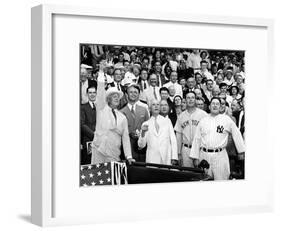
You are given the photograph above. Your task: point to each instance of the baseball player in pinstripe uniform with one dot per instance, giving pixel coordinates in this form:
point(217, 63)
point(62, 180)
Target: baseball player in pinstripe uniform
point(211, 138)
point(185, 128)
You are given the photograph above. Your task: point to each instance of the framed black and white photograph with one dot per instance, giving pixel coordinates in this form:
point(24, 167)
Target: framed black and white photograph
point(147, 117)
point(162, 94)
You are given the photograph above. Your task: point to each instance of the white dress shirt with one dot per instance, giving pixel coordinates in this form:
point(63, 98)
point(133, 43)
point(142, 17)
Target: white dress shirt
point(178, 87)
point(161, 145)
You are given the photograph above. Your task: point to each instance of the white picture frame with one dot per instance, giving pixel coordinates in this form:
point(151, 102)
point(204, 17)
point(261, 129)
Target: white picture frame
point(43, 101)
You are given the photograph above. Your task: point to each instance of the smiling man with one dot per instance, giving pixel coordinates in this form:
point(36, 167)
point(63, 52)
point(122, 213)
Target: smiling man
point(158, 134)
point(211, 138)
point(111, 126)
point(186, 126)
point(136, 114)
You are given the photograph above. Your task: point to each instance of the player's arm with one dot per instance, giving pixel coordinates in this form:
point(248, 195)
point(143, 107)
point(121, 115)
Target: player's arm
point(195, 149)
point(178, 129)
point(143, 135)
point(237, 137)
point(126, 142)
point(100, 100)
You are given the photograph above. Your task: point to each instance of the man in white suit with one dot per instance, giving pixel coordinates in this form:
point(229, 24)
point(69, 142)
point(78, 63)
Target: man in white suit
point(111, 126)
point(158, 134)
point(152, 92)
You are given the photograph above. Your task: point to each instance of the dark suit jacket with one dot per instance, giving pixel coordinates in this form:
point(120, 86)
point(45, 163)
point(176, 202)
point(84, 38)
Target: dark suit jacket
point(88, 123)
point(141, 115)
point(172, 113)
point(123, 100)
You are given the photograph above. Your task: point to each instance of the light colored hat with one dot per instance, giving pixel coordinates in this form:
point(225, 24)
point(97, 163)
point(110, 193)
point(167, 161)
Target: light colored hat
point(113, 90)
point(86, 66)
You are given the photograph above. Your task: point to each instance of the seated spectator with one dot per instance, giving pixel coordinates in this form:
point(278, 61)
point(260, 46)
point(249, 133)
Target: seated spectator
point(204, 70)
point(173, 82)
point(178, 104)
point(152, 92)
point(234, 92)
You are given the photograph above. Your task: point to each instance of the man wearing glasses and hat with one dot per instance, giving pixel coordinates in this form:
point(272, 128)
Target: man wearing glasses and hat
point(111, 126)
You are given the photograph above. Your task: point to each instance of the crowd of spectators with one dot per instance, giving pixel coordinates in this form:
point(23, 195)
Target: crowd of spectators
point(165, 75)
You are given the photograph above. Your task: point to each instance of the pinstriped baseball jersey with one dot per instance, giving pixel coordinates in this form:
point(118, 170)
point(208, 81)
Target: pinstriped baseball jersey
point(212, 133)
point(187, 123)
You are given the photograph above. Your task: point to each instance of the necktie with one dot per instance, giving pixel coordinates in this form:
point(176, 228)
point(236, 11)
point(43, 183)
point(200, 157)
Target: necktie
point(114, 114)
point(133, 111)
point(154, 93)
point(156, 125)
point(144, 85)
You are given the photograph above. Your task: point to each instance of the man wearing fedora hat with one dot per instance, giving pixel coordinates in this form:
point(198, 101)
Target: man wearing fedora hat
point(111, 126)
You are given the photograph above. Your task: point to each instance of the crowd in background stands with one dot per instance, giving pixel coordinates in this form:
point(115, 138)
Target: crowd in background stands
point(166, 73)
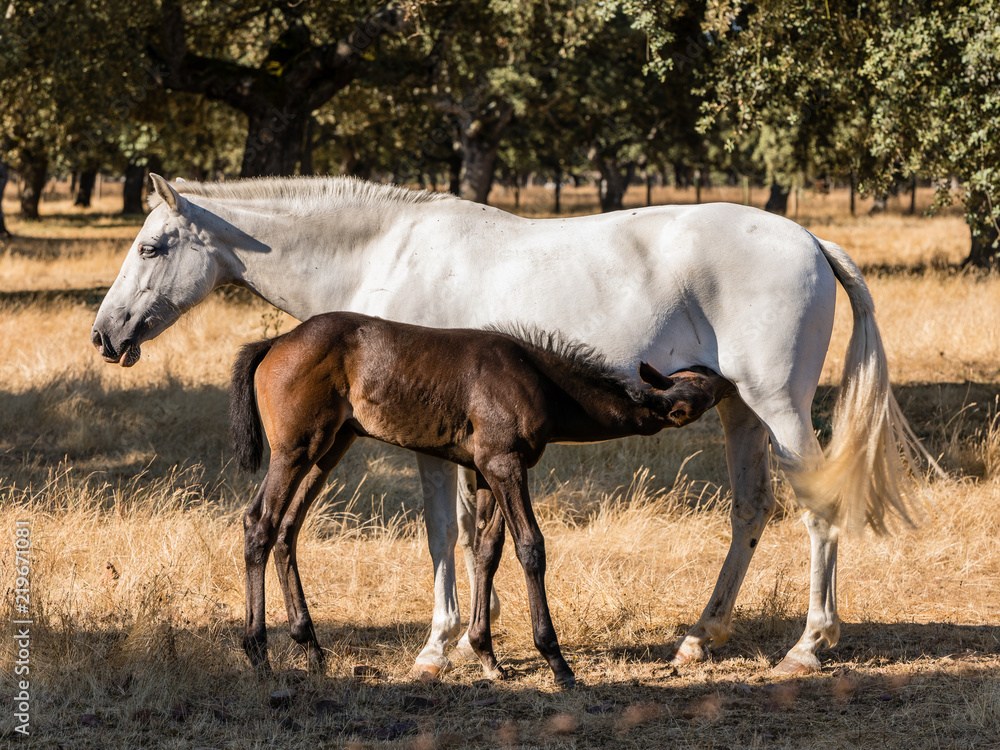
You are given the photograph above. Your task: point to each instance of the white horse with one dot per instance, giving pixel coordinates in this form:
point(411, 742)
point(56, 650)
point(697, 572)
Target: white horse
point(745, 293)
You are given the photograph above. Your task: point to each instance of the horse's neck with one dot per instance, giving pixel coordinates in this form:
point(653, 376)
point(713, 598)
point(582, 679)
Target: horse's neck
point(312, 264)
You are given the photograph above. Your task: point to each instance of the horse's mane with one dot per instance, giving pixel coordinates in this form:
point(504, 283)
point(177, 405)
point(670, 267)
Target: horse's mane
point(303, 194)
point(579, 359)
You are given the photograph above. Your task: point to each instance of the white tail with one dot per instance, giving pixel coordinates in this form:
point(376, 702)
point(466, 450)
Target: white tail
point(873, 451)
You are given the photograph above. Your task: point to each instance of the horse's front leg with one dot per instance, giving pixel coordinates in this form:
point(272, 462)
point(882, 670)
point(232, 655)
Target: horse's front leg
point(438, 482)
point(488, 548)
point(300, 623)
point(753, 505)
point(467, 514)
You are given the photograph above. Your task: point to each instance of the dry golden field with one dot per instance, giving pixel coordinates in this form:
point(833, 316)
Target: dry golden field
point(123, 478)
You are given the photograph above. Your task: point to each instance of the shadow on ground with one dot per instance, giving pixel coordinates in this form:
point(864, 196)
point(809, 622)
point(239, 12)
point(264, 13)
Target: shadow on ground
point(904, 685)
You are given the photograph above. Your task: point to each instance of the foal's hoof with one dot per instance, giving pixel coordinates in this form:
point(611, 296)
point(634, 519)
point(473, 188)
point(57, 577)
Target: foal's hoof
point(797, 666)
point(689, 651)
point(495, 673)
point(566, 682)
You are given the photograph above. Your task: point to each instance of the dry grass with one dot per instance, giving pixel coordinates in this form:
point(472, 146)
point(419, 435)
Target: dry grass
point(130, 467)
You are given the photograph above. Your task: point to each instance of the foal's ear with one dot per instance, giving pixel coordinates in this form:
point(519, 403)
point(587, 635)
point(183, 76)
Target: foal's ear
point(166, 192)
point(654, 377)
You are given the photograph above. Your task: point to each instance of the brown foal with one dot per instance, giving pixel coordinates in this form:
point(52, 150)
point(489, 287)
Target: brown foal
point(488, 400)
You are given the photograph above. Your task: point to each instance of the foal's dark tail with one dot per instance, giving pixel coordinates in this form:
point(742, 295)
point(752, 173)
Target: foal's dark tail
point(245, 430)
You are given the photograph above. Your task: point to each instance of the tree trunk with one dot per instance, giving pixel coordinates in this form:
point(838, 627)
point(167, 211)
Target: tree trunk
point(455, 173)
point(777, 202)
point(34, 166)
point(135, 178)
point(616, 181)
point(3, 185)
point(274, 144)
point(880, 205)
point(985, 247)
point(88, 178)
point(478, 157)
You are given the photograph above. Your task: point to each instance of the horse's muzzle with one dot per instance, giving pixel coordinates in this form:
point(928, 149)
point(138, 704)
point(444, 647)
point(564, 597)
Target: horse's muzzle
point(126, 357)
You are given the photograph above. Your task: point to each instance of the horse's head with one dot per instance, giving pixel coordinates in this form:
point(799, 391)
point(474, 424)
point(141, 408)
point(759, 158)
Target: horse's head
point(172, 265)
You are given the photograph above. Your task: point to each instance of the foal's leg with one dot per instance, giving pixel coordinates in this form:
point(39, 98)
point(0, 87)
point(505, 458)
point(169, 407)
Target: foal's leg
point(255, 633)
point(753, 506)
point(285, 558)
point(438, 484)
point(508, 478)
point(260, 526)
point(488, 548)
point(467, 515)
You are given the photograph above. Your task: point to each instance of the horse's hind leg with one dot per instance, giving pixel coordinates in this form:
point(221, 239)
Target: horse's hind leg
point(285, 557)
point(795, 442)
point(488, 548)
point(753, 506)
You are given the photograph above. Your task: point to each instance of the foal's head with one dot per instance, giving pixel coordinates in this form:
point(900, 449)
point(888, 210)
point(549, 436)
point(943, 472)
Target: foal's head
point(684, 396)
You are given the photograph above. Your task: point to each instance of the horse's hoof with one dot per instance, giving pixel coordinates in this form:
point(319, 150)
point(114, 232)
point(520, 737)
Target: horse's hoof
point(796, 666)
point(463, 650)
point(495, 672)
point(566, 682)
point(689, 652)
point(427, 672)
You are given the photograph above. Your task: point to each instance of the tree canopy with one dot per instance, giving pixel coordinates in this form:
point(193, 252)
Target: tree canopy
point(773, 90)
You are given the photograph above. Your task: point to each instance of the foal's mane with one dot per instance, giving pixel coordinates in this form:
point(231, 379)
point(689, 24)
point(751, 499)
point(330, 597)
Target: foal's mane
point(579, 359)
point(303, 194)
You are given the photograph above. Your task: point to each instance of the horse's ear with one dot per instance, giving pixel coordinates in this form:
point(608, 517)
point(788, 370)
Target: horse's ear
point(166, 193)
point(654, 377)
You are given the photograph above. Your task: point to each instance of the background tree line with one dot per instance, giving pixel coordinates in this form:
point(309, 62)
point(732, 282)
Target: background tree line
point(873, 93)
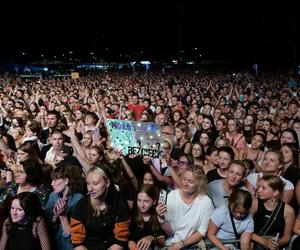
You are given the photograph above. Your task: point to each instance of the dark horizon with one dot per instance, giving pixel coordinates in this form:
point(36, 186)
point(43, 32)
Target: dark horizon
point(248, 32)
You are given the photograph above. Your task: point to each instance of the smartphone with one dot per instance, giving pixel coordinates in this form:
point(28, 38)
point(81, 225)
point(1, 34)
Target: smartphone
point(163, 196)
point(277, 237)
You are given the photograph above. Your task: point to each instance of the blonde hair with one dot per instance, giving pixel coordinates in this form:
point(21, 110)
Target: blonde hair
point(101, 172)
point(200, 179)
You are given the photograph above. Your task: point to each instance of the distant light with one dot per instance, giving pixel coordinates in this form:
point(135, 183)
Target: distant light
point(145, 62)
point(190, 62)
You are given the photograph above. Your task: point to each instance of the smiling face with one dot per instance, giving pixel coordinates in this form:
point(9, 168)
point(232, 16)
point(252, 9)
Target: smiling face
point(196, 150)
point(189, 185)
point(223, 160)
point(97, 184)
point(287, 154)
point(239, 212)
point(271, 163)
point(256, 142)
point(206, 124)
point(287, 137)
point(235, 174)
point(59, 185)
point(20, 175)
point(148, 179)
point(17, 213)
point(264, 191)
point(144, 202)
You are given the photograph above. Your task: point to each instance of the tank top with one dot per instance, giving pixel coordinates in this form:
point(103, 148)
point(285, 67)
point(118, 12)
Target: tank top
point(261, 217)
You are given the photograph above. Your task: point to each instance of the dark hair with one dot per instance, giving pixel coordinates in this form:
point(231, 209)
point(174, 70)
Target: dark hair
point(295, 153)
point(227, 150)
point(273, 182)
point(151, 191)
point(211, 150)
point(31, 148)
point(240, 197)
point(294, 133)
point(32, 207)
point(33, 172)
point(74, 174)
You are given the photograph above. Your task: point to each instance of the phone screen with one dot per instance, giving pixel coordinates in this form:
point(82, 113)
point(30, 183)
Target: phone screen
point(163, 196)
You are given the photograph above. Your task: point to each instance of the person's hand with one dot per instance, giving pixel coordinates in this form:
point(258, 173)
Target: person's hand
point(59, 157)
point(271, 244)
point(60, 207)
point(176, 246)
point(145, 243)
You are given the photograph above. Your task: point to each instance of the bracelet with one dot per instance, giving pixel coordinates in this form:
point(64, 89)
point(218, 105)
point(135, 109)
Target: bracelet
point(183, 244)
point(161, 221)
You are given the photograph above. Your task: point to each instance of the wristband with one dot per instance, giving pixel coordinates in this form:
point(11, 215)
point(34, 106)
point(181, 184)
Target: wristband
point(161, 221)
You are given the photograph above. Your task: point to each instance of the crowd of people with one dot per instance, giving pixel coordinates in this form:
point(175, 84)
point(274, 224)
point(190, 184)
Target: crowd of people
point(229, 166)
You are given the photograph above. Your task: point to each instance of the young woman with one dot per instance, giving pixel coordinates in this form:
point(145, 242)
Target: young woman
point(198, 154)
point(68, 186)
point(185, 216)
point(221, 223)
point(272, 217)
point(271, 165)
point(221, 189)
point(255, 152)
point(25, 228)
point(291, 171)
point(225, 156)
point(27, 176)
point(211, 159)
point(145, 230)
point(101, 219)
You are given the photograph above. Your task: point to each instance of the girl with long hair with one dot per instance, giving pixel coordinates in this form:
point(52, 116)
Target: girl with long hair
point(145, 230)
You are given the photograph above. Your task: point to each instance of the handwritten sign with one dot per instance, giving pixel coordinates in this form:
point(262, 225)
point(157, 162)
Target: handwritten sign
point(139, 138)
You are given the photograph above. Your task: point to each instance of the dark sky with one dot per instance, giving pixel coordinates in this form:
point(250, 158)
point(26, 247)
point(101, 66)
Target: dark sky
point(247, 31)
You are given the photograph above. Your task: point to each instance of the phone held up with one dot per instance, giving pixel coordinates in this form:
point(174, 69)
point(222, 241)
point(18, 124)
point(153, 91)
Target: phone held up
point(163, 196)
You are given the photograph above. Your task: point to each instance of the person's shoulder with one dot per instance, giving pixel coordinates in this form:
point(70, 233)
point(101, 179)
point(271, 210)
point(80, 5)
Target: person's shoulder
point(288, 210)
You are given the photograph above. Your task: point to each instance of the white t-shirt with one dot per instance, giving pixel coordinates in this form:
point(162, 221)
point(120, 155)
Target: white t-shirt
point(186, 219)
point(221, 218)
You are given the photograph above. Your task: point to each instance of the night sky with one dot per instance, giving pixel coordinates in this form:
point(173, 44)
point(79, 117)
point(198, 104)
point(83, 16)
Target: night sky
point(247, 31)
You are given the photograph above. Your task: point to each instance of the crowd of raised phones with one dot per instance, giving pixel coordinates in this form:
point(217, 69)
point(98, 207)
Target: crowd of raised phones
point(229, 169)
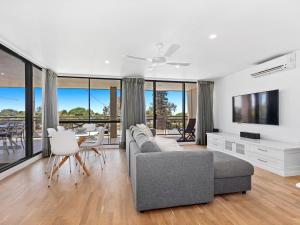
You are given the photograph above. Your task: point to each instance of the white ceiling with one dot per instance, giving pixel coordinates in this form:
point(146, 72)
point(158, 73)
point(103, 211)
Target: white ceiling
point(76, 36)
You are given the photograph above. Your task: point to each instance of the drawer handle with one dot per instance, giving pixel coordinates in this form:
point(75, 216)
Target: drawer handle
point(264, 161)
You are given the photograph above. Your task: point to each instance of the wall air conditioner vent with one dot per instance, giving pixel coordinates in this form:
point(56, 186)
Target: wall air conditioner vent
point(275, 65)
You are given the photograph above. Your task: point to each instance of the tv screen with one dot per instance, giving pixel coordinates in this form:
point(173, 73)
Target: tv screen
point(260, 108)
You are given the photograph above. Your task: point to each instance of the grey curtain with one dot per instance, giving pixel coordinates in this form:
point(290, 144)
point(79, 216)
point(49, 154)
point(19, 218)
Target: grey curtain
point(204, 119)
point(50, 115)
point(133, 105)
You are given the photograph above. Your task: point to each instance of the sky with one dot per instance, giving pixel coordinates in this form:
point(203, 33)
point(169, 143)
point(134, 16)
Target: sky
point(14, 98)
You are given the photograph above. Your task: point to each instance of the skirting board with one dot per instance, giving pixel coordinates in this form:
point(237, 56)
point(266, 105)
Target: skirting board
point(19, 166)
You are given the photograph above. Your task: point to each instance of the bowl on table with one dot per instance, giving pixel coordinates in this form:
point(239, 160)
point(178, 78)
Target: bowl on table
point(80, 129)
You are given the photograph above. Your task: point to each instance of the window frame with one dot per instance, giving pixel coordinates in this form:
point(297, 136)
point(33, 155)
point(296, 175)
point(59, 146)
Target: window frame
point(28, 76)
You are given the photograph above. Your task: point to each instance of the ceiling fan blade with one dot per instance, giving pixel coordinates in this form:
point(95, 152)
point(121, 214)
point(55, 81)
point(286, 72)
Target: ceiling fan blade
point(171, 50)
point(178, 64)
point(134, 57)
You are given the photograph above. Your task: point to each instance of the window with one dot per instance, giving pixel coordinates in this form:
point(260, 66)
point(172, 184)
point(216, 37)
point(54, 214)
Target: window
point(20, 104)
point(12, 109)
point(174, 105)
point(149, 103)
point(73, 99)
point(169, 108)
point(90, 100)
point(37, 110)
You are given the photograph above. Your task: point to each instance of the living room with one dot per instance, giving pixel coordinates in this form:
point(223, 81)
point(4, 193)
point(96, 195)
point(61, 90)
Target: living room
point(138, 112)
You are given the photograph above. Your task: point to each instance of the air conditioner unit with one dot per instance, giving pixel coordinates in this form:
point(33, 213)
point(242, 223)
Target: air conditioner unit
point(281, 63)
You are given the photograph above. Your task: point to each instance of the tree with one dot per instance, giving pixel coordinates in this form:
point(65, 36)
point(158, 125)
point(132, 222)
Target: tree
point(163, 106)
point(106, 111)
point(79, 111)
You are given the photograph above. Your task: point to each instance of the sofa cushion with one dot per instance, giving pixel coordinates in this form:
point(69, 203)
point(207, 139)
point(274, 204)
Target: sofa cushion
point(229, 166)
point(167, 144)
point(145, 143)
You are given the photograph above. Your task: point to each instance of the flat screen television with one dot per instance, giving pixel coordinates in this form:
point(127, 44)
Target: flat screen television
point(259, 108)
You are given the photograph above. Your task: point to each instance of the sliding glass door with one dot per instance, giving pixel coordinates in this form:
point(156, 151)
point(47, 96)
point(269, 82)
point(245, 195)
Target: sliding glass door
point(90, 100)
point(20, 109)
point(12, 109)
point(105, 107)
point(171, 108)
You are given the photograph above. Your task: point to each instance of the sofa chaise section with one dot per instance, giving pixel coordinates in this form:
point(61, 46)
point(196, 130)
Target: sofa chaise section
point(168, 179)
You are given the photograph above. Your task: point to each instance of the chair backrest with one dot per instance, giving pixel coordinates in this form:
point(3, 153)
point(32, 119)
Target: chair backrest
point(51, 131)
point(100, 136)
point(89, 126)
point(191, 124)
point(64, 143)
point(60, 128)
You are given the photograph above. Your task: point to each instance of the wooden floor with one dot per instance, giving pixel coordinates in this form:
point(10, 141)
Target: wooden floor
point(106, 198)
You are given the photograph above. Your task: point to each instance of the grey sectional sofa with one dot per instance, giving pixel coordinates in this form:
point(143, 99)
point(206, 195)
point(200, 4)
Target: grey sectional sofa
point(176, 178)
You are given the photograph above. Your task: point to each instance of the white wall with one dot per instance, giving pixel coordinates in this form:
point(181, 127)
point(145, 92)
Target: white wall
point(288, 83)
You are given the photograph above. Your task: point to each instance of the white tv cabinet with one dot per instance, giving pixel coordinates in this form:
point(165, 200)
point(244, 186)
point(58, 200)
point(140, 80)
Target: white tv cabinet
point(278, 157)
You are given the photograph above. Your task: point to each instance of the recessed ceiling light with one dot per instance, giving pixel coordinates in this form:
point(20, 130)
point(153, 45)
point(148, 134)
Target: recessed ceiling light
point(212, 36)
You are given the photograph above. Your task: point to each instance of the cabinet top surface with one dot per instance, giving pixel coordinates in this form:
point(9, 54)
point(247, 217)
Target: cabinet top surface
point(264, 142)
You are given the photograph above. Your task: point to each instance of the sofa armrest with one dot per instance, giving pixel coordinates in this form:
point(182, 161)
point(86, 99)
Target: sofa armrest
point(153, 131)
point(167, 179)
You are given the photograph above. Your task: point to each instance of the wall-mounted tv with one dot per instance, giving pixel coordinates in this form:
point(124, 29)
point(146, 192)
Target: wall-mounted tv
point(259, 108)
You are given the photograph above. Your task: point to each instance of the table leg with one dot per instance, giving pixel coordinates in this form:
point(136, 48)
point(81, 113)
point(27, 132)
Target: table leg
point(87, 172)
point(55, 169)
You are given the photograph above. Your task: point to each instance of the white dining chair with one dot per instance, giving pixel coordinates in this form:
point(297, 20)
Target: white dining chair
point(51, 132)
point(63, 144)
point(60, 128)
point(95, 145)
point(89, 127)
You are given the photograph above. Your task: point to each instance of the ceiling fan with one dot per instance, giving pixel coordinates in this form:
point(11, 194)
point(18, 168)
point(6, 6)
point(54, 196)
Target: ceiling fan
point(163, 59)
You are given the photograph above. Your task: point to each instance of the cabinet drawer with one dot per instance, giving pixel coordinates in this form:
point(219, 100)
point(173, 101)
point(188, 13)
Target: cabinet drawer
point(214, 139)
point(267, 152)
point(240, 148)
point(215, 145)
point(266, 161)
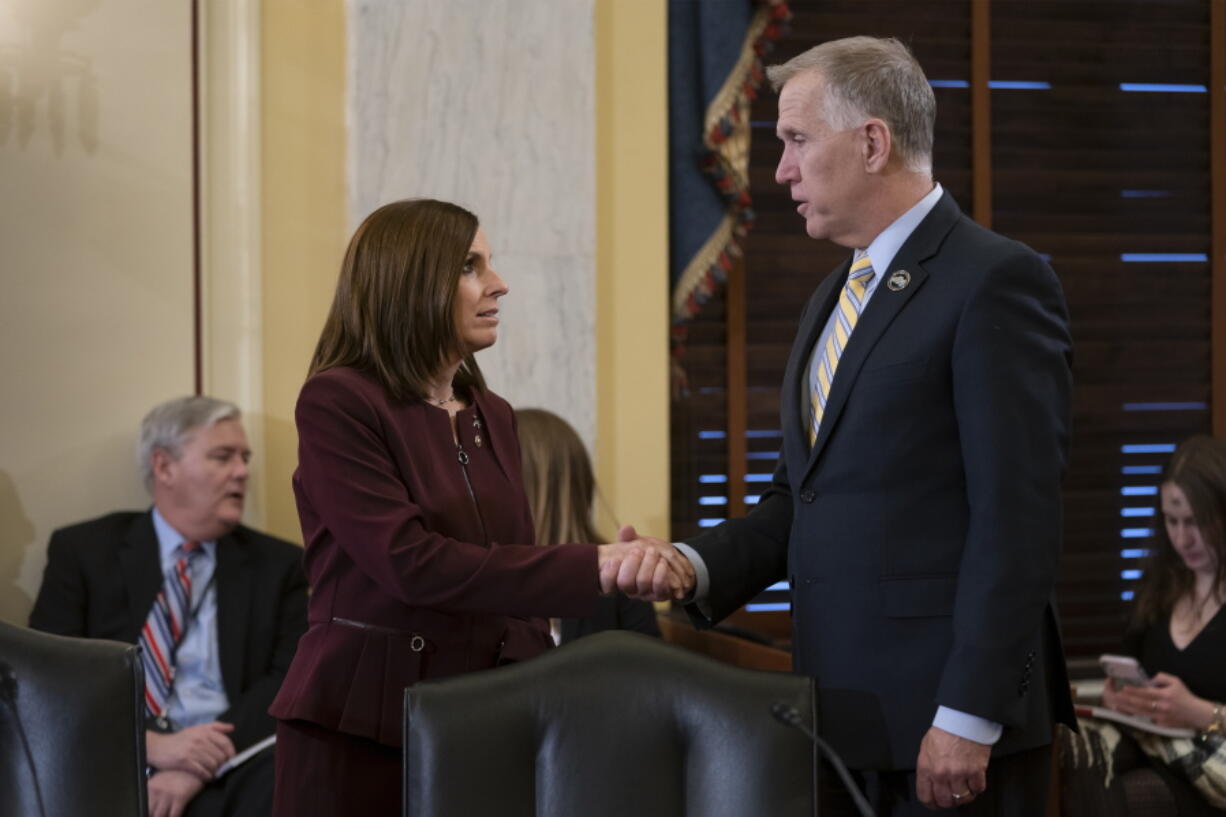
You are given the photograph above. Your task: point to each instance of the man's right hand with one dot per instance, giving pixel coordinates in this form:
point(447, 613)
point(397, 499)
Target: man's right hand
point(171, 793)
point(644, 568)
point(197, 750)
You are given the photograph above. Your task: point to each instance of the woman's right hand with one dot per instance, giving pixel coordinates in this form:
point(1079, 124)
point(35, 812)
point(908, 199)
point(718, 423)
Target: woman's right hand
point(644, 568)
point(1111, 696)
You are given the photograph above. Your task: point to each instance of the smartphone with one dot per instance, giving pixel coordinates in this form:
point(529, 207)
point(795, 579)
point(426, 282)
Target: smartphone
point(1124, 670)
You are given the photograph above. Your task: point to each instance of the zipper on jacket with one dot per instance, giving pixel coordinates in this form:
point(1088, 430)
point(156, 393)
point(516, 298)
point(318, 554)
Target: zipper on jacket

Your assignment —
Once you reach the line with "point(103, 148)" in the data above, copy it and every line after it exactly, up to and including the line with "of people with".

Reply to the task —
point(103, 148)
point(285, 67)
point(118, 12)
Target: tank top
point(261, 217)
You are given the photograph above. Your task: point to each instance of the dark hair with one dot per instance, giving pixel coordinates in this form:
point(231, 209)
point(174, 70)
Target: dark hair
point(295, 153)
point(227, 150)
point(273, 182)
point(151, 191)
point(211, 150)
point(31, 148)
point(240, 197)
point(294, 133)
point(32, 207)
point(33, 172)
point(74, 174)
You are given the photograph above. Your task: point to each instance of the phone screen with one dot per instance, giving pixel coordinates in this form:
point(82, 113)
point(30, 183)
Target: phone screen
point(163, 196)
You are given the photograph above. Your task: point to each instance of the person's hand with one dot per instance, giving pixel coordinates in this form:
point(258, 173)
Target: person's hand
point(59, 157)
point(271, 244)
point(60, 207)
point(176, 246)
point(145, 243)
You are given the photograph above. Your task: point to each instance of the bracelet with one dot per instance, giving pixel coordinates in this form:
point(64, 89)
point(218, 105)
point(135, 109)
Target: bracelet
point(183, 244)
point(161, 221)
You are given the photograph above. Your task: point to each instance of the wristband with one dot per instance, giving pixel coordinates in this form:
point(11, 215)
point(34, 106)
point(181, 184)
Target: wristband
point(161, 221)
You are given the photograph above. Your task: point to each instance of the crowd of people with one dot per instance, giving pixel coordinates in this form:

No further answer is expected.